Yet Kansans generally have been united by faith in the power of learning to make mankind industrious, virtuous, and wise. With this faith the pioneers built their first humble school houses of logs and sod. And because of this belief 450,000 students attend the universities, colleges, junior colleges, high, and common schools of Kansas today.

The first schools were religious missions among the Indians. Approximately twenty-five were established in eastern and central Kansas between the 1820's, when the Presbyterian Neosho Mission was opened in what is now Neosho County, and the late 1850's. Religion and education went hand in hand at these frontier outposts of civilization. Members of peaceful Indian tribes came from far and near to the mission schools and often attended classes with the white children. They learned reading, writing, farming methods, and simple health measures. Ottawa University is a direct outgrowth of the Ottawa Baptist Mission founded by the Reverend Jotham Meeker in 1837, and Highland College at Highland had its origin in the Kickapoo mission established by the Presbyterian Church in 1856.

The first free schools in Kansas were held in private homes, in village stores, or wherever it was expedient. If the settlement boasted no teacher, a housewife with "learning" was drafted to take charge. School texts were scarce and the children learned their lessons from whatever books their parents happened to have. Sometimes this was the family Bible or a worn volume of Shakespeare, occasionally a copy of an eastern newspaper, and not infrequently an almanac.

· · · · · · ·

**To-do list:**
**1)** Using the passage about Kansas schools, answer:
(a) How many students attend Kansas schools today?
(b) Which mission did Ottawa University grow out of, and who founded it?
(c) Who was put in charge of teaching when a settlement had no teacher?
**2)** According to the passage about Kansas schools, why do so many students attend Kansas schools today?
The rows that follow are separate from the passage about Kansas schools.

Stored records:

· · · · · · ·

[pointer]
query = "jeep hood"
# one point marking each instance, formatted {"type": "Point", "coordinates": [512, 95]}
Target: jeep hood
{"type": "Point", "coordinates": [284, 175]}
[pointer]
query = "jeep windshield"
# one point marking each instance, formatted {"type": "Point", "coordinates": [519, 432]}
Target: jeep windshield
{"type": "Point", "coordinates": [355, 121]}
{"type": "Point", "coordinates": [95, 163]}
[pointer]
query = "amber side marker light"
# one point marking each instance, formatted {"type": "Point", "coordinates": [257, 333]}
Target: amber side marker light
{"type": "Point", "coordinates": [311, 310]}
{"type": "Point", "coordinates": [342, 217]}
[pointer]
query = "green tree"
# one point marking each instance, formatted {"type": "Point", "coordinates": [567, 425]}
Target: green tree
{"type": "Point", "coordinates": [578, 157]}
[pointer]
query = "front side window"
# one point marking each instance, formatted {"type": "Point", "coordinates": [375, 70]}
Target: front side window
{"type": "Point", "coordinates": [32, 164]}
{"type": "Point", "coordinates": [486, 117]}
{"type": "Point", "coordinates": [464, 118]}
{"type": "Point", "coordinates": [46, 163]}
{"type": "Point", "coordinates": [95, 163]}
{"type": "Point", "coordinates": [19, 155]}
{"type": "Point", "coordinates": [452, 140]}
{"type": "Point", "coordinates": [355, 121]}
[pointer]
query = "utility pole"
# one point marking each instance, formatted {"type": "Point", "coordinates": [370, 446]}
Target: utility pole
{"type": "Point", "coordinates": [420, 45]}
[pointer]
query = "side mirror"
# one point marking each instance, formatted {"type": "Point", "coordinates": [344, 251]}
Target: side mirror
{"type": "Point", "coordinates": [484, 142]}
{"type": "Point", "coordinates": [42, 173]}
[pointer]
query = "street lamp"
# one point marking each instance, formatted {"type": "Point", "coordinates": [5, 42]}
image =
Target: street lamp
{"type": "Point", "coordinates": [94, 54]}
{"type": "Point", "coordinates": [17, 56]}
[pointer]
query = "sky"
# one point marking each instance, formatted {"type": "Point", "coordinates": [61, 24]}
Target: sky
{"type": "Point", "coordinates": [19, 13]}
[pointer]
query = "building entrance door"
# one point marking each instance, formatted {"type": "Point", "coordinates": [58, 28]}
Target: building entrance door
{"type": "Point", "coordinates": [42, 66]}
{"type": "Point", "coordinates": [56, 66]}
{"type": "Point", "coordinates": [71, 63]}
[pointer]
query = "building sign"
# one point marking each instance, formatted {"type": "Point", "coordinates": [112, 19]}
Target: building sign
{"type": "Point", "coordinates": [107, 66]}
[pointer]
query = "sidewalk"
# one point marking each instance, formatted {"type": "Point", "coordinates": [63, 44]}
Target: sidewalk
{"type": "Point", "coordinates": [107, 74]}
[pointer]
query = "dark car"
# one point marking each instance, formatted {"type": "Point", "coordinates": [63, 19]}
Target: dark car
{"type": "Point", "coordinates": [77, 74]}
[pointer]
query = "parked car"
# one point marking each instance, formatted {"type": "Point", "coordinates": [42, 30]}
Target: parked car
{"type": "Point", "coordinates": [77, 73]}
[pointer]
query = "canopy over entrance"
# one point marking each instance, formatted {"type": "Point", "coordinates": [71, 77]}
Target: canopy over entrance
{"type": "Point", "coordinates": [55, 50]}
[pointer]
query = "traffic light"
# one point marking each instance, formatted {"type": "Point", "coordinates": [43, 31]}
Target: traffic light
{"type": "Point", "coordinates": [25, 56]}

· · · · · · ·

**Answers given:**
**1)**
(a) 450,000 students.
(b) The Ottawa Baptist Mission, founded by the Reverend Jotham Meeker in 1837.
(c) A housewife with "learning".

**2)** Kansans have generally shared a faith that learning makes people industrious, virtuous, and wise. This same belief led the pioneers to build their first schoolhouses of logs and sod, and it is why 450,000 students attend the state's schools today.